--- Start of Material for this task ---
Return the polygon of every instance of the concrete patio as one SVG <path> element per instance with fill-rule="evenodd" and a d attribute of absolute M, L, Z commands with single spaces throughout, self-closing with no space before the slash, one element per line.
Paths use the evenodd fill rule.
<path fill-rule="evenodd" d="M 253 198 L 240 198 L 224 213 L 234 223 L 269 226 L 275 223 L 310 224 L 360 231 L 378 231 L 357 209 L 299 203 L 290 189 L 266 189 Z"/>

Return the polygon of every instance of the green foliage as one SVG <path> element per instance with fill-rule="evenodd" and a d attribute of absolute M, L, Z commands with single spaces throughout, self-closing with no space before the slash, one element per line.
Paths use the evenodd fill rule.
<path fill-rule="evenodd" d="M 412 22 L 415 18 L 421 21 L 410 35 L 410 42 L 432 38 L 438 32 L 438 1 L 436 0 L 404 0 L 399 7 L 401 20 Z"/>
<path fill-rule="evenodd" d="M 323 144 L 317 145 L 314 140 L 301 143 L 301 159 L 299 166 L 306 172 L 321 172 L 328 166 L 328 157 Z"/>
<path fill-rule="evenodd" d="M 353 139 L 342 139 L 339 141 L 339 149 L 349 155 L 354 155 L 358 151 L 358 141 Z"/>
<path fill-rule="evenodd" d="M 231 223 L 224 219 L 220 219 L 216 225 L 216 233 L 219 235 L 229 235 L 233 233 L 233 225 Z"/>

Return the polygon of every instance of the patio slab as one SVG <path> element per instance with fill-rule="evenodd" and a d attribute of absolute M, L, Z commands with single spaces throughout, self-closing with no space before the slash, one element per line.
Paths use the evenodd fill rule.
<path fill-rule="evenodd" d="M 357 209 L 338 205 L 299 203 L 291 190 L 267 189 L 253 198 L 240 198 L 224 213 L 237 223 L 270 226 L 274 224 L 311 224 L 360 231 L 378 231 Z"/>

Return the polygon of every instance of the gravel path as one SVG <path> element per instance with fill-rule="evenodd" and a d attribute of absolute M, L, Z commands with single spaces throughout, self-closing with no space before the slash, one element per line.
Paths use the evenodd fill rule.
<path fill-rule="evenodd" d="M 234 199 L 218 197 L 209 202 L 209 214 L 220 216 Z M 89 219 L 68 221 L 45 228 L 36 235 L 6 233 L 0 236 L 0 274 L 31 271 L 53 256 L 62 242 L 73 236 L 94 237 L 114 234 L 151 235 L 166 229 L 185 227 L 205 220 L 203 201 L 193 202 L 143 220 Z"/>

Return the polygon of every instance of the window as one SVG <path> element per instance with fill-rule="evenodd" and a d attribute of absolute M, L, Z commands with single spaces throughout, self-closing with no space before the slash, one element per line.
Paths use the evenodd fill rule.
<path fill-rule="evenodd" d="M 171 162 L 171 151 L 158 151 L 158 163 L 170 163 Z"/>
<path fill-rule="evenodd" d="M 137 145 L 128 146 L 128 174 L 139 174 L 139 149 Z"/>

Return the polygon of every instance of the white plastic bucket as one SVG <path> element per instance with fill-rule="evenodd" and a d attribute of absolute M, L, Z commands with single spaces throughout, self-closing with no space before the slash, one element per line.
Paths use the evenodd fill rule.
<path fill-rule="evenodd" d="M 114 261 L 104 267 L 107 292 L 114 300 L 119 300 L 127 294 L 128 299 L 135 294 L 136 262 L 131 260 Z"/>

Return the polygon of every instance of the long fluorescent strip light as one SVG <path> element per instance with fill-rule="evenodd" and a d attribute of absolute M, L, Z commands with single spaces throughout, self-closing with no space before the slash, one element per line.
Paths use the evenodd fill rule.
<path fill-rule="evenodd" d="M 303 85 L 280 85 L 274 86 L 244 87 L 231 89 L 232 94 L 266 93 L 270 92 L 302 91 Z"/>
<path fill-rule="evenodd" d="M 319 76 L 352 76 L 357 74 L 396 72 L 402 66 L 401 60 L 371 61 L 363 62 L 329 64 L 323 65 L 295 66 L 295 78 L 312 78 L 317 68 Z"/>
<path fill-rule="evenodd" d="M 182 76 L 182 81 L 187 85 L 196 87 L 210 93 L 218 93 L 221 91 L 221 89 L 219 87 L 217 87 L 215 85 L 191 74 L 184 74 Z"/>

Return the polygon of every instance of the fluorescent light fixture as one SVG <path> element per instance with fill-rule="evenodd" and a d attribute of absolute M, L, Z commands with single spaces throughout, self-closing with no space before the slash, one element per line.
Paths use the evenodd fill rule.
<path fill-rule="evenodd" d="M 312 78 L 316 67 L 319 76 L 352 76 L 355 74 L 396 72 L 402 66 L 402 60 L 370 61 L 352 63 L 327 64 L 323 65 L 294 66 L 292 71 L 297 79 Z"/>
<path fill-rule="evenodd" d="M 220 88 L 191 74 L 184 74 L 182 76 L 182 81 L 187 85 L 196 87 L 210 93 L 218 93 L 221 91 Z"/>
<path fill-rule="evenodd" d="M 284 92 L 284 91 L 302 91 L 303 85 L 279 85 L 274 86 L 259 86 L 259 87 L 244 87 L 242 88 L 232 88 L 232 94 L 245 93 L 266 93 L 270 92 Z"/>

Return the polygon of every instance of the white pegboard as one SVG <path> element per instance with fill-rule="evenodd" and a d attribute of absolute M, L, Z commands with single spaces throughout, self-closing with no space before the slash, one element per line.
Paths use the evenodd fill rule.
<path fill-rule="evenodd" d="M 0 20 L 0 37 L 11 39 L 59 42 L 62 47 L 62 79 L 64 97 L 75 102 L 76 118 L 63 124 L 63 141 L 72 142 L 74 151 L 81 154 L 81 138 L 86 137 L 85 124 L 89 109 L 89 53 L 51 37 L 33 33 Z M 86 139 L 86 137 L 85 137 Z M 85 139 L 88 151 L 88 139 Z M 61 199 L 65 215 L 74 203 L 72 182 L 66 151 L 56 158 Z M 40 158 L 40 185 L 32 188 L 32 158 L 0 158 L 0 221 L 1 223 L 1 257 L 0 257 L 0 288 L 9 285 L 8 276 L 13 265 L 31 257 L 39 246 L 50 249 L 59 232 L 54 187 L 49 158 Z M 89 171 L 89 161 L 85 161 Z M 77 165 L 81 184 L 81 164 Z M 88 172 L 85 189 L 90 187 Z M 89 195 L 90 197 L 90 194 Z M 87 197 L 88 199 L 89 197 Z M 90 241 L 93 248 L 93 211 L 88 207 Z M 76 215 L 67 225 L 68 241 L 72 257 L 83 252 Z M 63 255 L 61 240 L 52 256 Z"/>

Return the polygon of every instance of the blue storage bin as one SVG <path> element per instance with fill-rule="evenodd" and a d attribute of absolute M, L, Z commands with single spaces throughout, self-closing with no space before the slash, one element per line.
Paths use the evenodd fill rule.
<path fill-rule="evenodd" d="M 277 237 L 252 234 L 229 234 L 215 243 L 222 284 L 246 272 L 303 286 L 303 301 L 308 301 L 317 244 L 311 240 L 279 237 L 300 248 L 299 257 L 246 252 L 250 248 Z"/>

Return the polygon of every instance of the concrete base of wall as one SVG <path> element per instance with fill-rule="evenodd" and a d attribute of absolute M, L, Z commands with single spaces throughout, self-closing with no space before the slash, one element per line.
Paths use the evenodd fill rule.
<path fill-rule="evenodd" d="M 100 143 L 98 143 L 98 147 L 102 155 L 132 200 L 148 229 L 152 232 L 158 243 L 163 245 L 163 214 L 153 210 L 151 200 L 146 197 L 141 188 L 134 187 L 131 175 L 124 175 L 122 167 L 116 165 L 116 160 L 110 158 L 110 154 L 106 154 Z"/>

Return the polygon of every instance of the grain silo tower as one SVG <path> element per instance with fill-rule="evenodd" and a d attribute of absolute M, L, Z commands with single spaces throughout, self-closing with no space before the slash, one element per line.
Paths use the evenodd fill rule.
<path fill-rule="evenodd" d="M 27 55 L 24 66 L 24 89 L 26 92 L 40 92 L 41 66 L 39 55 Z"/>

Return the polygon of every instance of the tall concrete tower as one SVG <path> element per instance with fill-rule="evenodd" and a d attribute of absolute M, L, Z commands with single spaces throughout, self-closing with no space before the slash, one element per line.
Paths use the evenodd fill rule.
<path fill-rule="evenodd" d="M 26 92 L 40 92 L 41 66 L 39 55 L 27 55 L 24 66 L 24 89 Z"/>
--- End of Material for this task ---
▶ [Written task] Set out the lines of the data above as a numbered list, from the line containing "Return the polygon of every instance of the long" through the line containing "284 92 L 284", leaving out blank lines.

▶ [Expected answer]
1. Return the polygon of every instance of the long fluorescent strip light as one SVG <path> element per instance with fill-rule="evenodd" and a d attribute of absolute M, L, Z commands with single spaces throughout, self-closing with no space before the slash, one element per line.
2. Paths use the evenodd fill rule.
3. <path fill-rule="evenodd" d="M 303 85 L 280 85 L 274 86 L 244 87 L 231 89 L 232 94 L 266 93 L 270 92 L 302 91 Z"/>
4. <path fill-rule="evenodd" d="M 319 76 L 352 76 L 357 74 L 396 72 L 402 66 L 401 60 L 371 61 L 363 62 L 329 64 L 323 65 L 295 66 L 295 78 L 312 78 L 317 68 Z"/>
5. <path fill-rule="evenodd" d="M 182 76 L 182 81 L 187 85 L 196 87 L 210 93 L 218 93 L 221 91 L 221 89 L 219 87 L 217 87 L 215 85 L 191 74 L 184 74 Z"/>
6. Return the polygon of every instance of the fluorescent light fixture as one SVG <path> element per instance with fill-rule="evenodd" and a d attribute of absolute M, L, Z commands with single spaces throughout, self-closing with no space before the slash, one element per line.
7. Paths use the evenodd fill rule.
8. <path fill-rule="evenodd" d="M 312 78 L 316 67 L 319 76 L 352 76 L 355 74 L 396 72 L 402 66 L 402 60 L 370 61 L 352 63 L 327 64 L 323 65 L 294 66 L 292 71 L 297 79 Z"/>
9. <path fill-rule="evenodd" d="M 220 88 L 191 74 L 184 74 L 182 76 L 182 81 L 187 85 L 196 87 L 210 93 L 218 93 L 221 91 Z"/>
10. <path fill-rule="evenodd" d="M 284 92 L 284 91 L 302 91 L 303 85 L 279 85 L 274 86 L 259 86 L 259 87 L 244 87 L 242 88 L 232 88 L 232 94 L 245 93 L 266 93 L 270 92 Z"/>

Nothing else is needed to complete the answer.